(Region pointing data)

# # # # # # #

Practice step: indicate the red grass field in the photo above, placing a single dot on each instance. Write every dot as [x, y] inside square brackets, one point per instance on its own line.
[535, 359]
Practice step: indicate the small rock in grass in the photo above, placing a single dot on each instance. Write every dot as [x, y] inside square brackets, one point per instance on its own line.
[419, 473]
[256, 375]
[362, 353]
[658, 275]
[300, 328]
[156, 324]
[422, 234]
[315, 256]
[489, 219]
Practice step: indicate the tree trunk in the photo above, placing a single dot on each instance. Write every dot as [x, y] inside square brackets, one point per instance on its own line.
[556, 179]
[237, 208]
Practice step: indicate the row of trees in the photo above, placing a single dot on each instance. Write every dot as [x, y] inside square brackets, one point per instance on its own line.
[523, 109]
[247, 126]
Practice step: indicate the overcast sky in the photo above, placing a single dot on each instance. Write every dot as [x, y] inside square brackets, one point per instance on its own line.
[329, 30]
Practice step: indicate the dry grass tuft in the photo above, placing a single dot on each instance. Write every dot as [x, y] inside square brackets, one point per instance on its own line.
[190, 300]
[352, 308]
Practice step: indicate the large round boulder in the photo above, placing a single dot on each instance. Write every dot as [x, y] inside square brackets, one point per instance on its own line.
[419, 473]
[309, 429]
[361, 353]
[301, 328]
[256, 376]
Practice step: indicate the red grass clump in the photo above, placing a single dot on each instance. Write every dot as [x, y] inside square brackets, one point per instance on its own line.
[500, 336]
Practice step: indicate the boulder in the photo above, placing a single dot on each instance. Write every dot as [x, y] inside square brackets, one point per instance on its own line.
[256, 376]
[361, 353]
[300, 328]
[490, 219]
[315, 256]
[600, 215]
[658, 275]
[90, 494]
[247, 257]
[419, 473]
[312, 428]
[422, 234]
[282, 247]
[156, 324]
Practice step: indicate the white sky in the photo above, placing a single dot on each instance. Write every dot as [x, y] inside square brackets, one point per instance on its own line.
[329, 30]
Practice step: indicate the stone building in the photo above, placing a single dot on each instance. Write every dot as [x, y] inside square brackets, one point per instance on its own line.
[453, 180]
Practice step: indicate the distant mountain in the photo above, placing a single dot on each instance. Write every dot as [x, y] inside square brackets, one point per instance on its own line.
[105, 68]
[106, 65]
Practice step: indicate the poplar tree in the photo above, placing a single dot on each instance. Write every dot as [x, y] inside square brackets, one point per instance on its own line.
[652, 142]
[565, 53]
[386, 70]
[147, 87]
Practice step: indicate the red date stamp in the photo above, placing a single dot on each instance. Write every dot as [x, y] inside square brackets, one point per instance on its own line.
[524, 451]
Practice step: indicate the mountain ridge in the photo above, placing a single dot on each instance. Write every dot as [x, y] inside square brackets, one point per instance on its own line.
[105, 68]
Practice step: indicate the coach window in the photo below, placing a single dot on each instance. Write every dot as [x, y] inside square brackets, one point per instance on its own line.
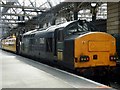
[60, 35]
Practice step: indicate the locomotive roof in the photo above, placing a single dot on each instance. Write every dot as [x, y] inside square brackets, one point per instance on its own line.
[49, 29]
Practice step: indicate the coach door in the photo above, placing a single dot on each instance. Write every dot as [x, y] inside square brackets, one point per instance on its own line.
[58, 43]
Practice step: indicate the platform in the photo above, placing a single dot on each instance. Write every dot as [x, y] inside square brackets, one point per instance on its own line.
[20, 72]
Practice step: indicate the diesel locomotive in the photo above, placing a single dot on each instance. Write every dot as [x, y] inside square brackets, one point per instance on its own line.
[72, 45]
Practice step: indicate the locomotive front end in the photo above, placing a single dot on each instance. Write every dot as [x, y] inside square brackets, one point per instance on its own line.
[95, 49]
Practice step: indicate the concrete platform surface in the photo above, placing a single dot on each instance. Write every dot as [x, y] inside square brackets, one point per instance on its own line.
[20, 72]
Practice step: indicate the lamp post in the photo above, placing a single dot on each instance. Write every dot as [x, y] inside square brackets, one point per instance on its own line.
[93, 11]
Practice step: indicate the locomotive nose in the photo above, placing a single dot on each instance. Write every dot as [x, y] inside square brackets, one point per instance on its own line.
[94, 49]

# # # # # # #

With the line containing "Practice step: indicate the diesel" as the start and the last line of the entries as the end, print that whole span exactly.

◆ Answer below
Practice step: indicate the diesel locomotive in the photo above, placing a single dot on each instance. Write every dot as [x, y] inside square brackets, one point per instance on its own line.
[72, 45]
Practice step: indicate the locomotive front end in the photo above, placing a single dot on each instance. Write every dot as [x, y] inside square brackets, one point per instance on its own line.
[95, 49]
Practice step: indicate the concrete platform surface in the photo above, placing a single dot on each instance. Write every dot as [x, y] inside square brackets, one point per instance on its own line.
[20, 72]
Practice step: indicate the lamp post in the photo above, placing a single dot on each instance. Write every dot as [x, y] inside square brackets, one point per instance on its own line.
[93, 11]
Practice step: indicate the locomotive nose in the photo above, placing a single dot on each instance. Write every dot as [x, y] inside square brackets, one point per instance on its own line.
[94, 49]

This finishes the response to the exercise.